### AIM OF THE EXERCISE
Copy out each of the following records word for word, changing nothing.

### TASK MATERIAL
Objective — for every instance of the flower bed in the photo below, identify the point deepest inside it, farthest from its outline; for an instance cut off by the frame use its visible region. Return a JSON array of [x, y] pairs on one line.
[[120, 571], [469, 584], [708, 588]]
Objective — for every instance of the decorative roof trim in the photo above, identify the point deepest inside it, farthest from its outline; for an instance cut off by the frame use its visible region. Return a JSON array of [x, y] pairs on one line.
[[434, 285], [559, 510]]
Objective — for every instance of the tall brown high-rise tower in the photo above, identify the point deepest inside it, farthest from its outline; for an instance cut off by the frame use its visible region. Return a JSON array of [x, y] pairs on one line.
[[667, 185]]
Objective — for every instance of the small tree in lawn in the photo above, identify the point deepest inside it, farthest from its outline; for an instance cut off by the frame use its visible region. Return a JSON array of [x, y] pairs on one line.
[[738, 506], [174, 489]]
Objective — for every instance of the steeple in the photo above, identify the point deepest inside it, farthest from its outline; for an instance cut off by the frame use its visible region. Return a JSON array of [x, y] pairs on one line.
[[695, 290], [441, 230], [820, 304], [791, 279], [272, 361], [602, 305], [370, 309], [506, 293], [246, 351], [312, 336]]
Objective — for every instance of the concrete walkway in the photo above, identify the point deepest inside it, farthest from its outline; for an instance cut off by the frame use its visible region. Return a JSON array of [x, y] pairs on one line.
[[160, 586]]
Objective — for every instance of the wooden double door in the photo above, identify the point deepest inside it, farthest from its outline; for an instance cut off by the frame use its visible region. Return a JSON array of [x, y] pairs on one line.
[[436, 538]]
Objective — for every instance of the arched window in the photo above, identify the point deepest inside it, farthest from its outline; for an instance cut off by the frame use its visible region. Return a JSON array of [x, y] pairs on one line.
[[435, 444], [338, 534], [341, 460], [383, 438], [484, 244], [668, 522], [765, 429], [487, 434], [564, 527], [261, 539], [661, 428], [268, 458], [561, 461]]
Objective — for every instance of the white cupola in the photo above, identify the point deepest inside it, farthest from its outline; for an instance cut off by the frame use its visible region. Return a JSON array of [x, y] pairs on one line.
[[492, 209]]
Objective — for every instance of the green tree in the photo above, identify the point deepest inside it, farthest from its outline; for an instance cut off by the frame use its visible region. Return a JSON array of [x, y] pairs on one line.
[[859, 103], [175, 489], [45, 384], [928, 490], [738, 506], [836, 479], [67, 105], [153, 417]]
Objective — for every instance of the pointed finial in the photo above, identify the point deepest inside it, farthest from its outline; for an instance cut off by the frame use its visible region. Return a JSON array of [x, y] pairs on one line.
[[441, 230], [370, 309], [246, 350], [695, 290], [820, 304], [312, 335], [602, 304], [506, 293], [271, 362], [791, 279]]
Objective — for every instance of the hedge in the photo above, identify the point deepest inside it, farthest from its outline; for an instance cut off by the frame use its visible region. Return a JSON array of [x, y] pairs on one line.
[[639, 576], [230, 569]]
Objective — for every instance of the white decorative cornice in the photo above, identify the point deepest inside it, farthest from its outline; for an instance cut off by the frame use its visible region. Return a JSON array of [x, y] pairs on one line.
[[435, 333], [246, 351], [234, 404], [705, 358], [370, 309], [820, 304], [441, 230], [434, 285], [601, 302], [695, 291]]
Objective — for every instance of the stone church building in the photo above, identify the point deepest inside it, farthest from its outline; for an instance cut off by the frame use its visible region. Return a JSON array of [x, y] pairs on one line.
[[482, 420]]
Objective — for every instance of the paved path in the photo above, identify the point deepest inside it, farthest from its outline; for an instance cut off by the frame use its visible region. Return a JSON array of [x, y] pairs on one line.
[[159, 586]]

### THE OUTPUT
Objective — for every instance of the flower bed in the photo below, identify the point deepest inside it, farthest from its outline; for an instance cut off by the frame use its visible region. Return a JSON array of [x, y] pairs on one line.
[[120, 571], [469, 584], [708, 588]]
Objective — for every instance of the decorative roof trim in the photo above, identify the point deepest inside it, farthest from its outline; for an instance cut off by the frame use its visible region. Return a JSON array of [x, y] pairs on one line.
[[434, 285], [559, 510]]
Objective — for every instance of the tall brown high-rise tower in the photo above, identify the point deepest inside it, farthest from its outline; for an instance cut off by the frame use its visible region. Return a JSON array of [x, y] pairs on one line.
[[667, 185]]
Objective — for every instance of the small tree in lawn in the photo above, identify the point deepest inside it, farthest from its outline; for an instance cut off by the frame use its visible region. Return a JSON array of [x, y] pairs on one line.
[[738, 506], [174, 489]]
Objective — for every instance of the steeple in the photo above, identify the point deepest inside it, farthest from its outline; for an instance cut off by the frame use its visible region. Return a JSON array of [x, y] pairs on one line.
[[695, 290], [441, 230], [820, 304], [791, 279], [272, 361], [602, 305], [370, 309], [506, 293], [246, 351], [312, 336]]
Objective — for every instance of the concrete walkway in the photo above, identify the point deepest inside it, farthest from its outline; for an instance cut off by the frame use its visible region. Return a JSON array of [x, y] pairs on one line.
[[160, 586]]
Objective — for every instance of the wooden double door in the photo above, identify the point deepest inside it, farthest from its outline; for an instance cut off by the frame use its visible region. Return a JSON array of [x, y] pairs on one line.
[[436, 538]]
Objective — for every instance of the arched window in the photo above, identify the point deepest inside it, farthest from its outline; for an instance cut off by the frame use its visible region. Return a JSON array of [x, y] pairs on one line.
[[435, 444], [338, 534], [341, 460], [383, 438], [484, 244], [668, 522], [765, 429], [487, 434], [564, 527], [261, 539], [661, 428], [268, 458], [561, 461]]
Objective — for every instance of the white cupola in the photo above, identify the point deepest inside it, farthest from its outline; for an instance cut off by the frame use its visible region. Return a JSON array of [x, y] pairs on one line.
[[492, 209]]
Objective — for every instance of the green tree in the photo above, identify the point deepest inside it, farthest from its outline; for an instance cut off by the frame use its visible region. Return a JSON array of [x, y] pairs on one line.
[[859, 103], [175, 489], [45, 384], [928, 490], [738, 506], [836, 479], [67, 105], [153, 417]]
Objective — for every instance of the pointed finial in the photo above, identify the point deepest inside it, farthest from its outline; for an instance cut off by the frame use its visible region. Return a JSON array of [x, y] pairs on one line.
[[441, 230], [370, 309], [246, 350], [695, 290], [820, 304], [312, 335], [602, 304], [506, 293], [271, 362], [791, 279]]
Objective — for every instance of the hedge in the photo above, identify the point deepest inside it, farthest from its outline; for an instance cut off by the frame use its visible region. Return a JSON array of [x, y] pairs on one line.
[[639, 576], [230, 569]]
Objective — for every instance of the white decorative cornice in the photo above, identify the point deepest inside it, farthest from its outline; for an instance cut off by the frame use its visible region. Return a JSON array of [x, y] pairs on one line.
[[435, 333], [246, 351], [234, 404], [705, 358], [370, 309], [820, 304], [441, 230], [434, 285], [601, 302], [695, 291]]
Objective — for every instance of the stone church building in the photo above, identify the point deepest inside it, farthest from its outline; for an instance cut off by the frame use its visible region. Return a JSON array of [x, y] pairs on one line.
[[482, 420]]
Objective — for every instance of the paved path in the photo above, identify the point deepest inside it, farthest from its outline; for an instance cut off by the frame use its visible region. Return a JSON array of [x, y] pairs on one line.
[[159, 586]]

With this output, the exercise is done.